Problème posé A.
Répondez aux questions suivantes à partir du texte sur la destruction des négatifs, présenté ci-dessous :
(i) Quelle somme le reporter photographe a-t-il obtenue en réparation de son préjudice ?
(ii) Combien de photographies dont il était l'auteur ont été détruites ?
(iii) Quel article du Code civil prévoit la prescription quinquennale ?

Bloc de texte.
---
Bien qu’étant propriétaire des supports (négatifs) réalisés par ses photographes, un éditeur de presse ne peut les détruire sans risquer une condamnation pour atteinte aux droits d’auteur.
Affaire La Dépêche du Midi
Suite à la destruction de ses négatifs, un reporter photographe du Groupe La Dépêche du Midi a obtenu près de 60 000 euros en réparation de son préjudice. Lors de sa collaboration pendant une dizaine d’années, le reporter avait été amené à rédiger des articles et à prendre des milliers de photographies lors de reportages. Les pellicules argentiques étaient fournies par le journal et les négatifs étaient après utilisation conservés dans les locaux du journal. Aucune cession des droits n’avait été conclue entre les parties.
Indemnisation du photographe
Le photographe avait demandé à l’éditeur, la possibilité d’utiliser les photographies faites par lui pour le compte de la société, afin de numériser les négatifs. Ce à quoi il lui a été répondu que les négatifs avaient été détruits. Le photographe a fait assigner la société aux fins d’indemnisation du préjudice matériel et moral du fait de la destruction des 87 300 photographies dont il était l’auteur.
Délais pour agir
Le délai de prescription n’était pas écoulé. La prescription quinquennale prévue par l’article 2224 du Code civil avait pour point de départ la date à laquelle le titulaire du droit a connu ou aurait dû connaître les faits permettant de l’exercer, soit le jour de la demande de communication des négatifs.
---
Données à utiliser.

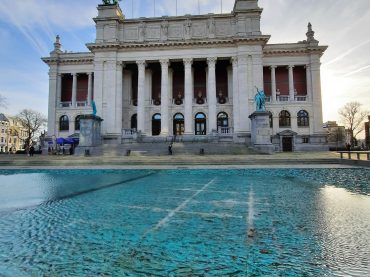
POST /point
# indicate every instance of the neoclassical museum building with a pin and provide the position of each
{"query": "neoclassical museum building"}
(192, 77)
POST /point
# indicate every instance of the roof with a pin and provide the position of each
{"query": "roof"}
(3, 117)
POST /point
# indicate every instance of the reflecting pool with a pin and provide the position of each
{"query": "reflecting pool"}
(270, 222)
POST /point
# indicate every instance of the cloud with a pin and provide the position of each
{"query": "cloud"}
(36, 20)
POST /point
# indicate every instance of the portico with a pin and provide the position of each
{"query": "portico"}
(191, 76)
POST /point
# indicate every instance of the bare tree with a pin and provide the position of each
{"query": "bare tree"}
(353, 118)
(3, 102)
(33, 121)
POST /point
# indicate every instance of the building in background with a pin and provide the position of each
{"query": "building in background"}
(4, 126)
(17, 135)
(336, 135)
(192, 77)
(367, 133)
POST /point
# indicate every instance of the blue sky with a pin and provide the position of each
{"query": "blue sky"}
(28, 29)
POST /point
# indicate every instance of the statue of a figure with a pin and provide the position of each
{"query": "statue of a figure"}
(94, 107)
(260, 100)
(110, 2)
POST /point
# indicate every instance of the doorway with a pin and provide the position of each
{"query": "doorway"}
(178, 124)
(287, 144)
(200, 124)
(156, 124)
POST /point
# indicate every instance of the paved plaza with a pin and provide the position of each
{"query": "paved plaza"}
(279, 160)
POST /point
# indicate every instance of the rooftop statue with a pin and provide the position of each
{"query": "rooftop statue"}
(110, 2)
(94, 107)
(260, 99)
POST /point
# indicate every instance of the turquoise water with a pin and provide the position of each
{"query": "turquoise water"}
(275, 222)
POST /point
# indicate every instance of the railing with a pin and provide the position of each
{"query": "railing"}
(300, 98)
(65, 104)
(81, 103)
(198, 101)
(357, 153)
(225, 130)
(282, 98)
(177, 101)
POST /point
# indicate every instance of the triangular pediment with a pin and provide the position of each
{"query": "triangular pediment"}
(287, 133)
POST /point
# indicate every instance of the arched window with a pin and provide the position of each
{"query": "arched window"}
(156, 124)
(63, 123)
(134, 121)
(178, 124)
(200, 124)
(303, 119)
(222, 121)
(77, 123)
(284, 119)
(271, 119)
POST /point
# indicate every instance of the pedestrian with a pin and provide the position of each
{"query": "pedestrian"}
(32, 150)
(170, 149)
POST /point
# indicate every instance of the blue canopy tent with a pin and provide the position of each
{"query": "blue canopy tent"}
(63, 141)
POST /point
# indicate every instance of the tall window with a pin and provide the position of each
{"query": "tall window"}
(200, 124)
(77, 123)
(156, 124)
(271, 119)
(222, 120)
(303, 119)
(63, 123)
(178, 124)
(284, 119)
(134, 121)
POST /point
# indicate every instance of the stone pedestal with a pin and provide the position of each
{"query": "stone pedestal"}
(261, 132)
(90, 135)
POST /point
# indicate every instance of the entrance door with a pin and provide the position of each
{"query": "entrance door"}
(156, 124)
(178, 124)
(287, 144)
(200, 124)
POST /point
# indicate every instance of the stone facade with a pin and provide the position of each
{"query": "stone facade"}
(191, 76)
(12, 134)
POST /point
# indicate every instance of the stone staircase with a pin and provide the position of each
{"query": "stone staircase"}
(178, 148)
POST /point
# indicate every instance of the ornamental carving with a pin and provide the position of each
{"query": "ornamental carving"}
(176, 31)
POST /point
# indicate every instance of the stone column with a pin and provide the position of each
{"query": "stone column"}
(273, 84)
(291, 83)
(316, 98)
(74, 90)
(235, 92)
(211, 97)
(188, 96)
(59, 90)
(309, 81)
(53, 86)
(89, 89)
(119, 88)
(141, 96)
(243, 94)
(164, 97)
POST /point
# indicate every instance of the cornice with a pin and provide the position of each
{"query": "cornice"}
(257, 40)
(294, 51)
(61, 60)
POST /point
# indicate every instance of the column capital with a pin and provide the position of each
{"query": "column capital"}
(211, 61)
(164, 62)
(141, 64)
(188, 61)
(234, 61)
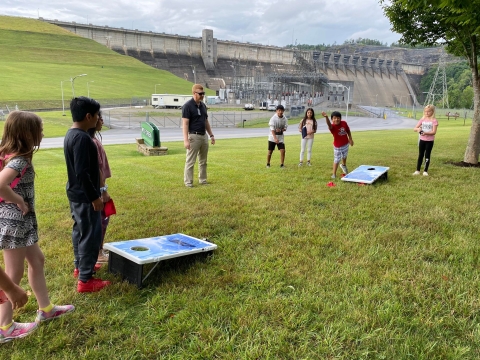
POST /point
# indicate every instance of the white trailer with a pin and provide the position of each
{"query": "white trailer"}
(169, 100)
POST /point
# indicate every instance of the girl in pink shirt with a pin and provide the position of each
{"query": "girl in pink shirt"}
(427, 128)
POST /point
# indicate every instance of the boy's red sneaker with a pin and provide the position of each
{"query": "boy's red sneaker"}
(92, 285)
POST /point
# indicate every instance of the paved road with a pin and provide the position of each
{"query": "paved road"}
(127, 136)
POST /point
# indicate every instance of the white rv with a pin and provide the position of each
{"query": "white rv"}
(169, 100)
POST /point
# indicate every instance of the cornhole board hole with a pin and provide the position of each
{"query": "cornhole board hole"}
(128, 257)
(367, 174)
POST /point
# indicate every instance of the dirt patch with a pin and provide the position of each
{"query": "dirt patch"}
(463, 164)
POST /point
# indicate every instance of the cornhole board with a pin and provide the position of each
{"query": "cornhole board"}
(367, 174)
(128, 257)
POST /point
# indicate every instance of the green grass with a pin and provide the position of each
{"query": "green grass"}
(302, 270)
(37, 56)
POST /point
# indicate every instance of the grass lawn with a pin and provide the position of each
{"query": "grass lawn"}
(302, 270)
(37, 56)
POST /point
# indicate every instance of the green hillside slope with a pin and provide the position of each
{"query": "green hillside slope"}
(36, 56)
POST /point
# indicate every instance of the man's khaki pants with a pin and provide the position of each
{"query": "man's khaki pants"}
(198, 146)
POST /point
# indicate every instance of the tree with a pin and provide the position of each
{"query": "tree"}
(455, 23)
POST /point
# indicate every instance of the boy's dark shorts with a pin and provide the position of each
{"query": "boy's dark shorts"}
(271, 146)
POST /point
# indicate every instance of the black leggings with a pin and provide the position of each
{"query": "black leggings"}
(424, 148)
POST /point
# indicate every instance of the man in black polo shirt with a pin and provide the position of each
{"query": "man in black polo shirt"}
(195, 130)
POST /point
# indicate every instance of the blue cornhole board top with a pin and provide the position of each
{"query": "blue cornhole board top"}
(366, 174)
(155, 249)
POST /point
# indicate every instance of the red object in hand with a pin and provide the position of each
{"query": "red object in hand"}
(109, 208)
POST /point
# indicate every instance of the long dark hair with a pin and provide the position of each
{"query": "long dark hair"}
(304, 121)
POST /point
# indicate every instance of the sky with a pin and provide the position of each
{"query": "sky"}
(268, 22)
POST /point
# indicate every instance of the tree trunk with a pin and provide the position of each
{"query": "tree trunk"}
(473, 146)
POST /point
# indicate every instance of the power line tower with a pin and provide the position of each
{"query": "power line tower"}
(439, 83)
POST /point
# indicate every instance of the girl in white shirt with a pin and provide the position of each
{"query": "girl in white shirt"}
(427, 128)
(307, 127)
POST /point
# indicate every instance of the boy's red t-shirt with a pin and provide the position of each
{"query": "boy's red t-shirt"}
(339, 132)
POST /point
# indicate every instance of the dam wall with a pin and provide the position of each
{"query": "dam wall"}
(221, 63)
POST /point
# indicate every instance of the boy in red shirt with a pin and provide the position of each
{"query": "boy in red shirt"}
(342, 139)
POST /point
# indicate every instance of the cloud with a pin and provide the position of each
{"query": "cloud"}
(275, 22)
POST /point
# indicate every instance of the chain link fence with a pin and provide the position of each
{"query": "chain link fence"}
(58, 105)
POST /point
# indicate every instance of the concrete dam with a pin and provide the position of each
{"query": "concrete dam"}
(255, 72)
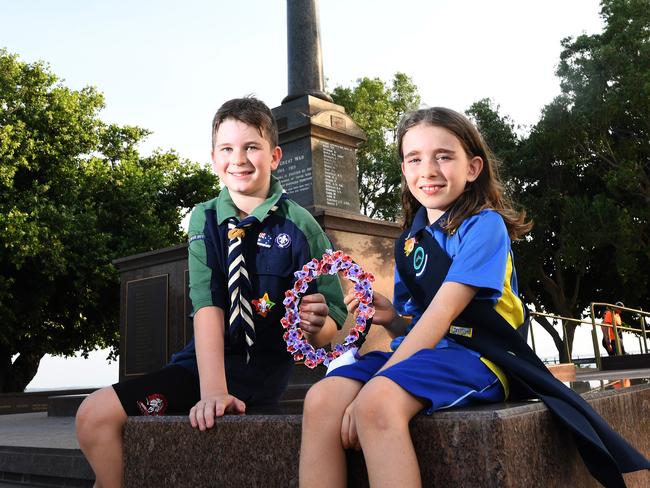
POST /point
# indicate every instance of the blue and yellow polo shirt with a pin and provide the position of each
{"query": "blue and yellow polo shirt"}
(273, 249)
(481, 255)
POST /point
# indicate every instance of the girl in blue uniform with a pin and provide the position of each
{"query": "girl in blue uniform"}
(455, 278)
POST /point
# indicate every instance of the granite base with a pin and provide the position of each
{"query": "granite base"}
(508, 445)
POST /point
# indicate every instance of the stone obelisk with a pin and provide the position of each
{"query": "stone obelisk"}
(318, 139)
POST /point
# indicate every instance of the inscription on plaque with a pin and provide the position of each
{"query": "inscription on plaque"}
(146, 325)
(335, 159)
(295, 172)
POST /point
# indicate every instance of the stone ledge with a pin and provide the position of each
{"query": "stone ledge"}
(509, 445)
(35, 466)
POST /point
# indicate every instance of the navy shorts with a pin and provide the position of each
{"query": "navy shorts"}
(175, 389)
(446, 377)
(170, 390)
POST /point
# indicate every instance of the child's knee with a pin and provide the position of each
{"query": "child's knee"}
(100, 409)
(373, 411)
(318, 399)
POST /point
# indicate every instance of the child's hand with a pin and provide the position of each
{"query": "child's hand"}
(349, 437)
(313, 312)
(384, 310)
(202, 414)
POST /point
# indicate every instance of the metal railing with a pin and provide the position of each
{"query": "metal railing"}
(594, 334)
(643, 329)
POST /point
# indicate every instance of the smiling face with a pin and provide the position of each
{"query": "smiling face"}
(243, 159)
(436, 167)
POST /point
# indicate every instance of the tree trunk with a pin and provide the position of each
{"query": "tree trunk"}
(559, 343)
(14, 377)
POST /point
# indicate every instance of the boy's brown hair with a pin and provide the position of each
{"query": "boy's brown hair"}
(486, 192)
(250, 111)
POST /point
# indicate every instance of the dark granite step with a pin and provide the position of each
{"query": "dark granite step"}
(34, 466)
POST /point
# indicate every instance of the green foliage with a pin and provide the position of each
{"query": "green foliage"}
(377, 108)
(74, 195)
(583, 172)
---
Problème posé B.
Extrayez de la liste ci-dessus chaque ligne qui contient la chaîne "hair". Tenez compte de la casse.

Bonne réponse A.
(i) Près de 60 000 euros.
(ii) 87 300 photographies.
(iii) L'article 2224 du Code civil.

Bonne réponse B.
# indicate every instance of the long dark hair with a pin and provide the position of each
{"query": "long dark hair"}
# indicate every instance of the boy's brown hair with a pin and provide the position of each
{"query": "boy's brown hair"}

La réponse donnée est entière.